> _EXERCISE REQUIREMENTS_: In the records below, copy out every line from the line containing "of the gray" through the line containing "point(199, 160)", both included. Omit the pictures.

----

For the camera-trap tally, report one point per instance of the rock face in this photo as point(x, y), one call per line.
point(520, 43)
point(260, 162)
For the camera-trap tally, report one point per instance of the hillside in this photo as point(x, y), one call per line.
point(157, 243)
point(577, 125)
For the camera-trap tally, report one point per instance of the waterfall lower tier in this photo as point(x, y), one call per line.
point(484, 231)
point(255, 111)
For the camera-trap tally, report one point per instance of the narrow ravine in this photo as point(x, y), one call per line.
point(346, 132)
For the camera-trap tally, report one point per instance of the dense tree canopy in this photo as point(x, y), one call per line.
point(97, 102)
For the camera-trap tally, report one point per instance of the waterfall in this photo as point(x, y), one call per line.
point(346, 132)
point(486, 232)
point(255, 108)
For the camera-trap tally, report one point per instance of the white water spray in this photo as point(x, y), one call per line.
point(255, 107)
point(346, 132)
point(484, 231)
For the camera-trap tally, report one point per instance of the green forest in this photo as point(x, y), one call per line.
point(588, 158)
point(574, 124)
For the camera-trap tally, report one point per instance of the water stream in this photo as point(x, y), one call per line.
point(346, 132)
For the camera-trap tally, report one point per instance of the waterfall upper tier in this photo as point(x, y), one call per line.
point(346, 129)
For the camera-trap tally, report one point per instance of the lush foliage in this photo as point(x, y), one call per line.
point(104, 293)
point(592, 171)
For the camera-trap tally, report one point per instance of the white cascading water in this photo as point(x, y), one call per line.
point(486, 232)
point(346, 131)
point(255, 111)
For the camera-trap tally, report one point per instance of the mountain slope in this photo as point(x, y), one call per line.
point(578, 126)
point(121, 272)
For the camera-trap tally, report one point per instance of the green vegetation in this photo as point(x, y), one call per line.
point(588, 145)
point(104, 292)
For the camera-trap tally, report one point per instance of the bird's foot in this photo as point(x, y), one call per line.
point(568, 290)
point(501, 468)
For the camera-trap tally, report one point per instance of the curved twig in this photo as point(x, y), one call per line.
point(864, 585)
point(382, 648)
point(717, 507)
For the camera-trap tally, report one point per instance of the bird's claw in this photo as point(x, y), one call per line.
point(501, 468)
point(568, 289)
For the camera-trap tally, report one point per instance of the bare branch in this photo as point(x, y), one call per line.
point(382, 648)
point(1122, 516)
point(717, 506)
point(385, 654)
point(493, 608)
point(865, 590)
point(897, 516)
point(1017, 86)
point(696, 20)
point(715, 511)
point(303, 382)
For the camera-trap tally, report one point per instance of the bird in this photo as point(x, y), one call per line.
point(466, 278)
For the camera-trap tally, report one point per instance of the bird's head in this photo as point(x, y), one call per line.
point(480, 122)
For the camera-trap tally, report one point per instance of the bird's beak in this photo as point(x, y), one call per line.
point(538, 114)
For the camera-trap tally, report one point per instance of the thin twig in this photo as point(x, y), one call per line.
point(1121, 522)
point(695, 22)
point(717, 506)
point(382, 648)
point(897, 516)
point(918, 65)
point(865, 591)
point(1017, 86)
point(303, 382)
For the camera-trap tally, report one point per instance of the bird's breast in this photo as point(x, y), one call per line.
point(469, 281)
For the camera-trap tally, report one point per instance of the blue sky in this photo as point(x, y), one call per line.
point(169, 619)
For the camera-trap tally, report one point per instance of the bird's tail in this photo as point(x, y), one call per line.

----

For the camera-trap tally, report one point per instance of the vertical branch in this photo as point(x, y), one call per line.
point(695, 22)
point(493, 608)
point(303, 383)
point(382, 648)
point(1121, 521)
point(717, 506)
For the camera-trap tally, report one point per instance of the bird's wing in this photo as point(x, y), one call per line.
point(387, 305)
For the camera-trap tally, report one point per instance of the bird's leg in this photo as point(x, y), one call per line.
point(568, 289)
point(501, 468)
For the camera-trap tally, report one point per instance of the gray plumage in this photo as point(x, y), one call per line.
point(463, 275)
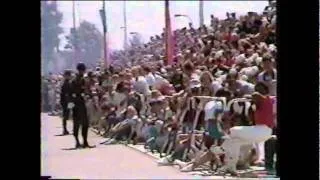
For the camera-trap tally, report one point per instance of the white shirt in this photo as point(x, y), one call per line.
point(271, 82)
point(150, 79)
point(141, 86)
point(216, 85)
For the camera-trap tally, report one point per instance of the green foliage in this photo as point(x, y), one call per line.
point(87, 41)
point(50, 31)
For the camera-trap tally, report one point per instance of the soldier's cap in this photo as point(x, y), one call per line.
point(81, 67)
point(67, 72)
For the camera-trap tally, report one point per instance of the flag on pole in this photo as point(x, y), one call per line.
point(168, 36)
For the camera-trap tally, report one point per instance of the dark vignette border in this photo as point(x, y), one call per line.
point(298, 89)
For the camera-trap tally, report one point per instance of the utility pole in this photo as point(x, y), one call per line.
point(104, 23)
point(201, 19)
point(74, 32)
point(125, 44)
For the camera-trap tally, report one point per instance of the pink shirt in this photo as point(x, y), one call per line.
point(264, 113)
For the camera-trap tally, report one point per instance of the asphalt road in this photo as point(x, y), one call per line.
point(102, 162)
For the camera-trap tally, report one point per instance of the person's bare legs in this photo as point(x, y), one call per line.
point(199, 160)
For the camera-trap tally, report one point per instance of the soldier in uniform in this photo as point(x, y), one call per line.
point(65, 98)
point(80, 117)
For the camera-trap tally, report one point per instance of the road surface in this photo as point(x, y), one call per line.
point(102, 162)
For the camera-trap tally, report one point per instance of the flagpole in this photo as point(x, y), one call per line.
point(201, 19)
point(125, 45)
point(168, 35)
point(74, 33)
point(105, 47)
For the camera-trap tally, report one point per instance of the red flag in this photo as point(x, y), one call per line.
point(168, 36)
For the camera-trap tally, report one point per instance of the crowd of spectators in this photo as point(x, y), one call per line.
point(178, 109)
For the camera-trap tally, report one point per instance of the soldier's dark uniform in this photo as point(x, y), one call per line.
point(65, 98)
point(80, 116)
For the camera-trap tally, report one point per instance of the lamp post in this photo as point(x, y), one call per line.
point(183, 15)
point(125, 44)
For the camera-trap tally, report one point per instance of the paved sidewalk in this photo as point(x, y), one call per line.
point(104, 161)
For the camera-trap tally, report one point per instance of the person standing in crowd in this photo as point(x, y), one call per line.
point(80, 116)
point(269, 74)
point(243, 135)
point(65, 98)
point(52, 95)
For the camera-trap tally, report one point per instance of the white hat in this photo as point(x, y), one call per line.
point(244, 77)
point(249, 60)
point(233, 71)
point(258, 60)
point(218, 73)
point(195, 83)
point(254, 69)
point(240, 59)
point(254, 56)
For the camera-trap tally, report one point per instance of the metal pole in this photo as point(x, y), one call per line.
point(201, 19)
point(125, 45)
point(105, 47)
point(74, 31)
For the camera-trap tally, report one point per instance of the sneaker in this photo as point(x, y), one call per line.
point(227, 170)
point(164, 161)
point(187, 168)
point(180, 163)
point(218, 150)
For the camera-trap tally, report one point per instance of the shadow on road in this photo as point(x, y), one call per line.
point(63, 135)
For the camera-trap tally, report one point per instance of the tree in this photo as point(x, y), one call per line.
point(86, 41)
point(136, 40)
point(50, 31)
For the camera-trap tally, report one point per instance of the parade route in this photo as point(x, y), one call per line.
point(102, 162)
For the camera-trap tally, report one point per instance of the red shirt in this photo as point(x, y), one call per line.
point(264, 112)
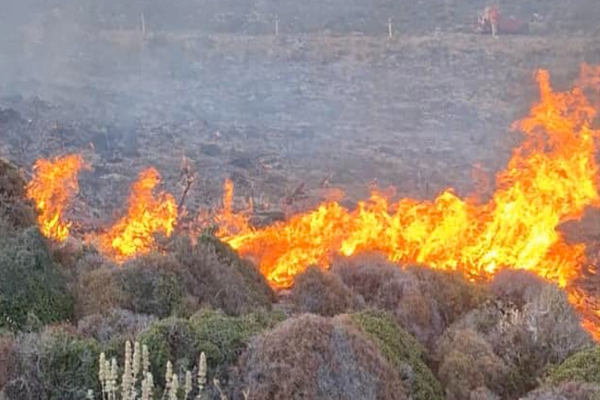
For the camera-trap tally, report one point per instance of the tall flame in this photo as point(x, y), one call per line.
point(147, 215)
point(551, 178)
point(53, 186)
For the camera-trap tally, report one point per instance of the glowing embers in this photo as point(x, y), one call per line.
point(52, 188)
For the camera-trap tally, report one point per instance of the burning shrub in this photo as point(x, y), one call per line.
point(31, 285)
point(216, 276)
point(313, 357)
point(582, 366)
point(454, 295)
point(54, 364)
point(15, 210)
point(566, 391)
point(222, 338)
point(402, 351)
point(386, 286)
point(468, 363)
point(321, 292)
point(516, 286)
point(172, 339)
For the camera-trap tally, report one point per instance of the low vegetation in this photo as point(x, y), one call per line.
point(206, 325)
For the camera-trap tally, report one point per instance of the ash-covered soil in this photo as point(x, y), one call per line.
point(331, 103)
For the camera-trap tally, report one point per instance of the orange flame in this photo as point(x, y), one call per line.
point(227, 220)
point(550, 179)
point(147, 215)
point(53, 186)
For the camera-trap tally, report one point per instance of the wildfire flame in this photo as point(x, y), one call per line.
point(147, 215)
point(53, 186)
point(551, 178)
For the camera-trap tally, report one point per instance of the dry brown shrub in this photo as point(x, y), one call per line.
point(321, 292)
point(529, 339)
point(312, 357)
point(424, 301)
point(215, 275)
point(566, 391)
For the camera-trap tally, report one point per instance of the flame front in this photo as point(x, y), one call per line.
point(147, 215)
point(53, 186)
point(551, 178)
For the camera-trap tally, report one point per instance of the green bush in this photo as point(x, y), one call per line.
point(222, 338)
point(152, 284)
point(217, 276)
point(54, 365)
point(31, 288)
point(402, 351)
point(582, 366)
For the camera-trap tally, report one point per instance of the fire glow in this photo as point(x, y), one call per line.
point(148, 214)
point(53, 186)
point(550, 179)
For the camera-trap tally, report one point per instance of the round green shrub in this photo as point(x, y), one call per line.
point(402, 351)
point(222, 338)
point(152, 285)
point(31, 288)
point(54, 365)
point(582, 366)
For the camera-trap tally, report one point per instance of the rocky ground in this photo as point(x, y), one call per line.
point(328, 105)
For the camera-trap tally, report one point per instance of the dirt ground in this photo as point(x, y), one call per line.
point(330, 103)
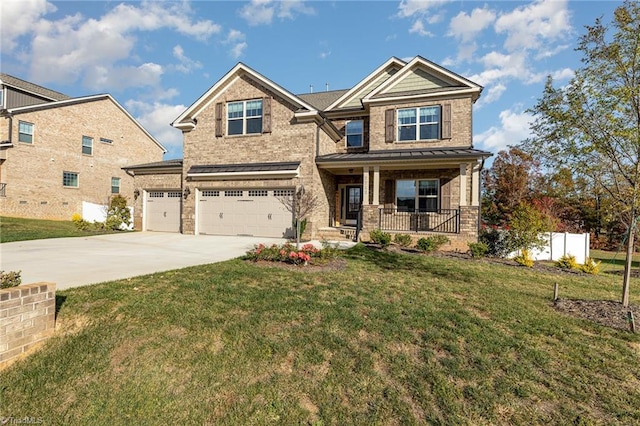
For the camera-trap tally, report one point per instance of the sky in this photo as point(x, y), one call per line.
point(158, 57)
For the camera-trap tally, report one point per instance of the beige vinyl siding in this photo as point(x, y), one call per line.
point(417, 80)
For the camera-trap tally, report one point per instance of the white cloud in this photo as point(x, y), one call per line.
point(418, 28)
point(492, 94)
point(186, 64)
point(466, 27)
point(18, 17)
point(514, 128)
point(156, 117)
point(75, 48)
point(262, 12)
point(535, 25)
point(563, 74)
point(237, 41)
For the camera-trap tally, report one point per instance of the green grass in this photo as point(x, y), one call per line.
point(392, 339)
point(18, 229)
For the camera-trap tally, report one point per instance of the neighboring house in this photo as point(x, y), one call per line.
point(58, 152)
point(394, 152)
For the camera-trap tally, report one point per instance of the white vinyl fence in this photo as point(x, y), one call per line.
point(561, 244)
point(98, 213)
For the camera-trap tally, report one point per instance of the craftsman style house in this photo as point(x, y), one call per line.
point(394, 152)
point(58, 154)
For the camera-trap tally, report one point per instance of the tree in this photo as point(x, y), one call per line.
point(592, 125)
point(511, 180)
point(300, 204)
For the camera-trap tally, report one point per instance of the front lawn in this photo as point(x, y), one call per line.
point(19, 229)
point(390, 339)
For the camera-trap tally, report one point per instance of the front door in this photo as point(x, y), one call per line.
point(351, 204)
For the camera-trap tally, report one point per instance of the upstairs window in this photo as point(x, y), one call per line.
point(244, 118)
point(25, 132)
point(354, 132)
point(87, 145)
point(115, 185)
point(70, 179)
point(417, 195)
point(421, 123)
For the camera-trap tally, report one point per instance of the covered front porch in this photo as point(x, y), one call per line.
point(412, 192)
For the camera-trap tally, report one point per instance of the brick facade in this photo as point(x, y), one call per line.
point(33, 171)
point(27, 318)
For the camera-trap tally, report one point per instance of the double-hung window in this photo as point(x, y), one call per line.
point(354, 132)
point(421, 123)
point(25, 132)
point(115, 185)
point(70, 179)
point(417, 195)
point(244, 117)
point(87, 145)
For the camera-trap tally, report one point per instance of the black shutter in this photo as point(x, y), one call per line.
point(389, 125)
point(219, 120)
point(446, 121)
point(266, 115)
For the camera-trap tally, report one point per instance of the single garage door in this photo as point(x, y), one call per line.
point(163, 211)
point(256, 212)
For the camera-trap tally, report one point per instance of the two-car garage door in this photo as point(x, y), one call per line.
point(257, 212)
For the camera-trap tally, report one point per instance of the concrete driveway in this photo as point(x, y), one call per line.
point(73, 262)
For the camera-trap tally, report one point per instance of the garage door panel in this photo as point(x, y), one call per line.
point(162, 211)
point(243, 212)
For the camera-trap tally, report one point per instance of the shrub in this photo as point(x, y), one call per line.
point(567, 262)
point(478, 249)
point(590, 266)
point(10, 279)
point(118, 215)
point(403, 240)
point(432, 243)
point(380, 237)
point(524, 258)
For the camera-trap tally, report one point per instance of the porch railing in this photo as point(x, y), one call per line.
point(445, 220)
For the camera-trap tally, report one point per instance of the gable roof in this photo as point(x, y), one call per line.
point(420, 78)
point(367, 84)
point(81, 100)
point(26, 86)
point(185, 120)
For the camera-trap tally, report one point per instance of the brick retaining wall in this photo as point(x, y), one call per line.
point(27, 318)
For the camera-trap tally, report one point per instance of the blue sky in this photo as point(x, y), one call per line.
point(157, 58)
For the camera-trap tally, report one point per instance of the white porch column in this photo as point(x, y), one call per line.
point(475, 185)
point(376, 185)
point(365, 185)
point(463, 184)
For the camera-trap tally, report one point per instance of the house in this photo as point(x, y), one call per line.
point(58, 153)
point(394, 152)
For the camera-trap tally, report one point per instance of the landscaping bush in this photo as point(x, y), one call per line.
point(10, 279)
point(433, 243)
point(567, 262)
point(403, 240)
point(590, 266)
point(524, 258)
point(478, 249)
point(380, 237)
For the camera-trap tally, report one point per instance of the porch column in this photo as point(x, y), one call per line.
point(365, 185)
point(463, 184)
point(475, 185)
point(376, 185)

----

> _TASK OUTPUT_:
For the camera-trap tally, report one point per instance of the gray plumage in this photo as point(x, y), one call per line.
point(463, 275)
For the camera-trap tally, report one point per instance of the white shirt in this photo as point(x, y), one call per line.
point(271, 82)
point(150, 79)
point(141, 86)
point(216, 85)
For the camera-trap tally, report one point per instance of the green foliage in this photo as point(x, y), one call per line.
point(87, 41)
point(50, 31)
For the camera-trap tally, report one point per instance of the soldier's cap in this photo as point(x, y), one call per line.
point(81, 67)
point(67, 72)
For the camera-trap tally, report one point per instance of the flag on pole in this photo as point(x, y), one call per line.
point(168, 36)
For the camera-trap tally, report one point per instance of the dark vignette border in this photo as point(x, y), one call per line.
point(298, 89)
For the camera-trap tally, report one point per instance of the utility pole in this photo as point(x, y), one call per line.
point(104, 23)
point(201, 19)
point(74, 32)
point(125, 44)
For the camera-trap tally, report one point per instance of the pink shirt in this photo as point(x, y), one call per line.
point(264, 113)
For the camera-trap tally, report one point per instance of the asphalt road in this photo as point(x, y), one call per line.
point(102, 162)
For the camera-trap tally, report one point per instance of the person's bare legs in this photo as point(x, y), one call per line.
point(199, 160)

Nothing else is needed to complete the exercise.